**About this exercise:** For each line below, return an exact copy.

+++ Provided data

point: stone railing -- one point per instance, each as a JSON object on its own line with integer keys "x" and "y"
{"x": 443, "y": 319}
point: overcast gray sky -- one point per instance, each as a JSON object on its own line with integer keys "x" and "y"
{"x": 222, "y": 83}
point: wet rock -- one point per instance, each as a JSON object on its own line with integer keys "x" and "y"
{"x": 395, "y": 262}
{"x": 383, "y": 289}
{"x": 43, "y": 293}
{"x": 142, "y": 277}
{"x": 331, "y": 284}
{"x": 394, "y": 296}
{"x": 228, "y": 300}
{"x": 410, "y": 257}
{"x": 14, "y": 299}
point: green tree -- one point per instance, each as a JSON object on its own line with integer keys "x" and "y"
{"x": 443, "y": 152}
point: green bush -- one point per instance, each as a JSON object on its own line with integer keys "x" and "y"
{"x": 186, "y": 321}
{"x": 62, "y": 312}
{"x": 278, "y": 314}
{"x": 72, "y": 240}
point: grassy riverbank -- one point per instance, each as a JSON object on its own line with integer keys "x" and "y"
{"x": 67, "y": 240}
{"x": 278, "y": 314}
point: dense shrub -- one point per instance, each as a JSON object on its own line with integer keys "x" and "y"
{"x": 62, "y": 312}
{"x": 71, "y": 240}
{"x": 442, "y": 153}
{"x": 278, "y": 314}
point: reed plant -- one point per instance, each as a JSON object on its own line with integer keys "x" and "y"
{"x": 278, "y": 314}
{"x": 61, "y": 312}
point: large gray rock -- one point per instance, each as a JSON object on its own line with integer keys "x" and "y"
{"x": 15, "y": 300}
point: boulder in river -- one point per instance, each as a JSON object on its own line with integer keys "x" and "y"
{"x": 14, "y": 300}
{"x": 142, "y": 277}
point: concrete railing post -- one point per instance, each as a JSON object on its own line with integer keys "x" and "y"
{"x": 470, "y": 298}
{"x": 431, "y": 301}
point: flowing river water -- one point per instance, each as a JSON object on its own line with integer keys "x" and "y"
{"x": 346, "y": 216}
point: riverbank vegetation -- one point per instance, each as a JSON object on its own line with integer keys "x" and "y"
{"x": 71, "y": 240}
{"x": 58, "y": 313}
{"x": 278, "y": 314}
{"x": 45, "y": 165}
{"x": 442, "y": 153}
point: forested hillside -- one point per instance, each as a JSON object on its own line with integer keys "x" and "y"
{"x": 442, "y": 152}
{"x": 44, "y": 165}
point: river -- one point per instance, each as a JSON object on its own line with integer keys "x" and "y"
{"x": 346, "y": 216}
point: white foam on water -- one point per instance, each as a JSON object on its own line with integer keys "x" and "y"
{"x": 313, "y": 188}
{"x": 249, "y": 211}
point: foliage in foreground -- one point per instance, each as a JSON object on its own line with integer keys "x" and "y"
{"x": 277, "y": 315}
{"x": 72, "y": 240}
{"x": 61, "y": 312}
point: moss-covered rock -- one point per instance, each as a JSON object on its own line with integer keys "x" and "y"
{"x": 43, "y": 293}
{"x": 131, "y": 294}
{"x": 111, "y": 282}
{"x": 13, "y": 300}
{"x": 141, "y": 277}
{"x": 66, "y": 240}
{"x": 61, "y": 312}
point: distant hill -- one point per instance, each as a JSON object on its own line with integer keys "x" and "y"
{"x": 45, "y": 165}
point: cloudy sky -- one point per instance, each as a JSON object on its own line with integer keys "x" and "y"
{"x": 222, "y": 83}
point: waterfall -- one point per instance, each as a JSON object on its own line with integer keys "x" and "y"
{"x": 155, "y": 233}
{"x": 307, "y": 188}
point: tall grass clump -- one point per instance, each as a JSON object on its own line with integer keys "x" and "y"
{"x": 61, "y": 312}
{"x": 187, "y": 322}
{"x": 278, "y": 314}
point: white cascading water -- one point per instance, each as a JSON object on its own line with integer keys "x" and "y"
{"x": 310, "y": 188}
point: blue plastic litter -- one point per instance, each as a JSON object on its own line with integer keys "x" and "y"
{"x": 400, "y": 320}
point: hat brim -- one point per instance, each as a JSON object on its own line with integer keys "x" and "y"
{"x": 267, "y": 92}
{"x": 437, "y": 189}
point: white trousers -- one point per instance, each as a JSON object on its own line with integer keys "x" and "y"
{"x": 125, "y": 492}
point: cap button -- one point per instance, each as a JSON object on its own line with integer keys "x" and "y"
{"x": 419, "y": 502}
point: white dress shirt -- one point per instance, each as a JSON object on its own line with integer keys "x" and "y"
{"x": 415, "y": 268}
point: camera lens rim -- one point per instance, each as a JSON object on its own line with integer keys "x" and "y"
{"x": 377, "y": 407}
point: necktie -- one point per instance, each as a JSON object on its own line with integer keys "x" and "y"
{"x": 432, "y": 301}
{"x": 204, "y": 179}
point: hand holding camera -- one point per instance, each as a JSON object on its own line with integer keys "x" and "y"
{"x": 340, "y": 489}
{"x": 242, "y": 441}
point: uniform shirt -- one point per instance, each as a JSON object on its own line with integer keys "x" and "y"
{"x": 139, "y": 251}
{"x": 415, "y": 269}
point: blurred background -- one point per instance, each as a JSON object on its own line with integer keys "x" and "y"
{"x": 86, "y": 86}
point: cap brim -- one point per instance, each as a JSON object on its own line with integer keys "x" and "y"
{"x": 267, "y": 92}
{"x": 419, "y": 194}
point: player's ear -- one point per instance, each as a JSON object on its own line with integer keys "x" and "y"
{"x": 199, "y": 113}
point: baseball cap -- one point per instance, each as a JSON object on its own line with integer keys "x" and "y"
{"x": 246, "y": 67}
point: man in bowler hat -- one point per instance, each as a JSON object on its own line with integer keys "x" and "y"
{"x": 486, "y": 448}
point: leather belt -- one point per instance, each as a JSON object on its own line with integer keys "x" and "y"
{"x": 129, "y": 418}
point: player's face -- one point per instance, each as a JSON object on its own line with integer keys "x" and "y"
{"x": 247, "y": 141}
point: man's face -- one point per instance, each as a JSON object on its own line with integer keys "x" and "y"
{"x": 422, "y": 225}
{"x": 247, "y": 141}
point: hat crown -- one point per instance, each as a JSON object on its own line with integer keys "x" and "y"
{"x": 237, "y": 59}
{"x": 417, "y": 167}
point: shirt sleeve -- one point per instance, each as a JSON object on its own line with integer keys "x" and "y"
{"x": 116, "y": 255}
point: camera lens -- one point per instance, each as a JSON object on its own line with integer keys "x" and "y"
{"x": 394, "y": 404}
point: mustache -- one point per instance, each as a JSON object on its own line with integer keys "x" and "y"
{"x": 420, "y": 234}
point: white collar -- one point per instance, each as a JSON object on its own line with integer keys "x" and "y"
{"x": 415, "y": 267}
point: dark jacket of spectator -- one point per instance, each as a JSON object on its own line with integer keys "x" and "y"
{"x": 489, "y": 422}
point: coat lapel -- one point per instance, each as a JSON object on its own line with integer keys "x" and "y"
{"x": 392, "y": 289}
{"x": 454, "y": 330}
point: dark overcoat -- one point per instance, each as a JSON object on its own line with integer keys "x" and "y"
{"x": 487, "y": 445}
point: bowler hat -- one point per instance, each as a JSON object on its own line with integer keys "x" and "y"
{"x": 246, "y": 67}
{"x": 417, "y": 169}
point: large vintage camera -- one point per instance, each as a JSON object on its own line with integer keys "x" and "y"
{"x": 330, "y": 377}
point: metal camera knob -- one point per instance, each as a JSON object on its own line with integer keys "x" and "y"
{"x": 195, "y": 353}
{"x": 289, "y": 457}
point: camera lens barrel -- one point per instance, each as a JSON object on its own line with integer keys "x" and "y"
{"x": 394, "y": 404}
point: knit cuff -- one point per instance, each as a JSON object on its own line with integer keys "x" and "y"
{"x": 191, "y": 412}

++++++

**Solution below:**
point: stone railing -- one point per instance, each as a JSON object on its own line with integer keys "x" and "y"
{"x": 443, "y": 319}
point: overcast gray sky -- one point per instance, each as a JSON object on its own line with integer keys "x" and "y"
{"x": 222, "y": 83}
point: wet rock -- one point per instance, each as a JSON object on its own line with integer keys "x" and "y"
{"x": 395, "y": 262}
{"x": 383, "y": 289}
{"x": 43, "y": 293}
{"x": 142, "y": 277}
{"x": 331, "y": 284}
{"x": 394, "y": 296}
{"x": 228, "y": 300}
{"x": 410, "y": 257}
{"x": 14, "y": 299}
point: green tree -- one point per instance, each as a JSON object on its own line with integer keys "x" and "y"
{"x": 443, "y": 152}
point: green bush -- one point per instance, each as a JSON object on its own line with integer keys "x" and "y"
{"x": 186, "y": 321}
{"x": 62, "y": 312}
{"x": 278, "y": 314}
{"x": 72, "y": 240}
point: grassy riverbank -- one point per instance, each as a JSON object on its own line with integer keys "x" and "y"
{"x": 67, "y": 240}
{"x": 278, "y": 314}
point: dense shrub -- one point per instance, each as a JSON object on its own line with integer keys "x" and "y"
{"x": 62, "y": 312}
{"x": 71, "y": 240}
{"x": 442, "y": 153}
{"x": 278, "y": 314}
point: reed plant -- one point per instance, each as a JSON object on its own line with integer keys "x" and "y"
{"x": 278, "y": 314}
{"x": 61, "y": 312}
point: large gray rock -- one point per instance, each as a JSON object on its own line with integer keys "x" and "y"
{"x": 15, "y": 300}
point: boulder in river -- one point per instance, each as a JSON object on its own line with integer keys "x" and "y"
{"x": 14, "y": 300}
{"x": 142, "y": 277}
point: concrete railing post -- one point per instance, each as a JSON object on its own line with integer keys "x" and "y"
{"x": 470, "y": 298}
{"x": 431, "y": 301}
point: flowing river water -- one point per instance, each as a JSON object on its own line with integer keys "x" and "y"
{"x": 346, "y": 216}
point: riverbank vegetation -- one point per instance, each as a JSON object on its own line with integer keys "x" and "y"
{"x": 71, "y": 240}
{"x": 58, "y": 313}
{"x": 278, "y": 314}
{"x": 45, "y": 165}
{"x": 442, "y": 153}
point: forested hillside -- one point per instance, each as a JSON object on its own line with integer keys "x" and "y"
{"x": 442, "y": 152}
{"x": 44, "y": 165}
point: river -- one point per instance, each as a JSON object on its own line with integer keys "x" and "y"
{"x": 346, "y": 216}
point: white foam on water -- one point per instance, each as a JSON object on its own line with integer keys "x" and "y"
{"x": 313, "y": 188}
{"x": 249, "y": 211}
point: foliage in foreground -- one point per instance, each as a JSON object on its own line with integer keys "x" and "y"
{"x": 277, "y": 315}
{"x": 72, "y": 240}
{"x": 61, "y": 312}
point: moss-covered rock -- one point per instance, each as a JSON object on its own line with integer keys "x" and "y"
{"x": 43, "y": 293}
{"x": 131, "y": 294}
{"x": 111, "y": 282}
{"x": 13, "y": 300}
{"x": 141, "y": 277}
{"x": 66, "y": 240}
{"x": 61, "y": 312}
point: distant hill -- one point per instance, each as a JSON object on its own line with integer keys "x" and "y"
{"x": 45, "y": 165}
point: cloudy sky -- one point per instance, each as a JSON object on its own line with integer keys "x" and "y"
{"x": 222, "y": 83}
point: waterfall -- one point per instance, each as a JSON object on its own line with integer keys "x" and "y"
{"x": 155, "y": 233}
{"x": 307, "y": 188}
point: tall grass clump -- one point per instance, each as a JSON object on its own line with integer keys "x" and "y"
{"x": 61, "y": 312}
{"x": 187, "y": 322}
{"x": 278, "y": 314}
point: white cascading water -- one point per instance, each as a JSON object on its own line with integer keys "x" and "y"
{"x": 310, "y": 188}
point: blue plastic litter -- one point per instance, each as a JSON object on its own line with integer keys "x" and "y"
{"x": 400, "y": 320}
point: hat brim -- one point per instance, each as a JSON object on its own line with integer keys "x" and "y"
{"x": 267, "y": 92}
{"x": 437, "y": 189}
point: white trousers -- one point per instance, each as a JSON object on its own line with integer keys "x" and "y"
{"x": 125, "y": 492}
point: cap button -- one point per instance, each as a JSON object on its own line with integer keys "x" and "y"
{"x": 419, "y": 502}
point: white dress shirt -- one point per instance, each as a JSON object on its own line with integer keys "x" and "y"
{"x": 415, "y": 268}
point: camera lens rim -- one point per instance, each as a JSON object on its own line with integer keys "x" and "y"
{"x": 377, "y": 407}
point: necktie -- one point per instance, each as a JSON object on its own line with integer keys "x" and "y"
{"x": 432, "y": 301}
{"x": 204, "y": 179}
point: hand holding camera -- one point per instance, each as a JSON object on its own line with integer keys "x" and "y"
{"x": 340, "y": 489}
{"x": 242, "y": 441}
point: uniform shirt -- one point per instance, each as a JSON object on its own line with integer keys "x" and "y"
{"x": 139, "y": 251}
{"x": 415, "y": 269}
point: blurred background -- one point per instance, each as a JSON object on its own line with integer keys "x" and "y"
{"x": 86, "y": 86}
point: cap brim -- one point per instance, each as a JSON object on its own line with integer keys "x" and "y"
{"x": 267, "y": 92}
{"x": 419, "y": 194}
point: player's ear -- one point per instance, each as a JSON object on its own line with integer keys "x" and "y"
{"x": 199, "y": 113}
point: baseball cap -- one point per instance, each as a JSON object on its own line with integer keys "x" and "y"
{"x": 246, "y": 67}
point: man in bowler hat -- one point per instance, each as a JSON object on its own line with integer keys "x" and "y"
{"x": 486, "y": 448}
point: leather belt -- one point per instance, each as a JSON object on its own line with integer keys "x" and "y"
{"x": 129, "y": 418}
point: player's face -- one point per instance, each as a JSON object on its own line with integer keys "x" and "y"
{"x": 247, "y": 141}
point: man's face -- one point per instance, each as a JSON object on its own line with integer keys "x" and "y"
{"x": 422, "y": 225}
{"x": 247, "y": 141}
point: hat crown -- one point per instance, each as a JSON object on its own line with integer keys "x" and "y"
{"x": 237, "y": 59}
{"x": 417, "y": 167}
point: shirt sleeve -- one point per instance, each as a JSON object on its own line with integer keys "x" and "y"
{"x": 116, "y": 255}
point: camera lens -- one point per instance, each as a JSON object on its own line with integer keys "x" and "y"
{"x": 394, "y": 404}
point: mustache -- one point per instance, each as a JSON object on its own line with integer keys "x" and "y"
{"x": 420, "y": 234}
point: white collar -- one point per instance, each as a JSON object on its own line with integer keys "x" and "y"
{"x": 415, "y": 267}
point: dark jacket of spectator -- one point per instance, each as a JSON object on its own line with integer keys "x" and "y"
{"x": 489, "y": 422}
point: coat lapel -- one point per instance, each as a JSON object on its own line with integer keys "x" and "y"
{"x": 392, "y": 289}
{"x": 454, "y": 330}
point: dark overcoat -- one point per instance, each as a JSON object on its own line with integer keys "x" and "y"
{"x": 487, "y": 445}
point: bowler hat -- one point per instance, each as a JSON object on its own line with integer keys "x" and "y"
{"x": 246, "y": 67}
{"x": 417, "y": 169}
point: large vintage camera -- one point per instance, each as a JSON object on its own line with integer keys "x" and "y"
{"x": 330, "y": 377}
point: metal camera knob -- one point per instance, each as a JSON object on its own line with integer keys "x" and "y"
{"x": 195, "y": 353}
{"x": 289, "y": 457}
point: camera lens barrel -- one point per instance, each as a JSON object on its own line with integer keys "x" and "y"
{"x": 394, "y": 404}
point: knit cuff -- one point per instance, each as a JSON object on its own line with integer keys "x" and "y"
{"x": 191, "y": 412}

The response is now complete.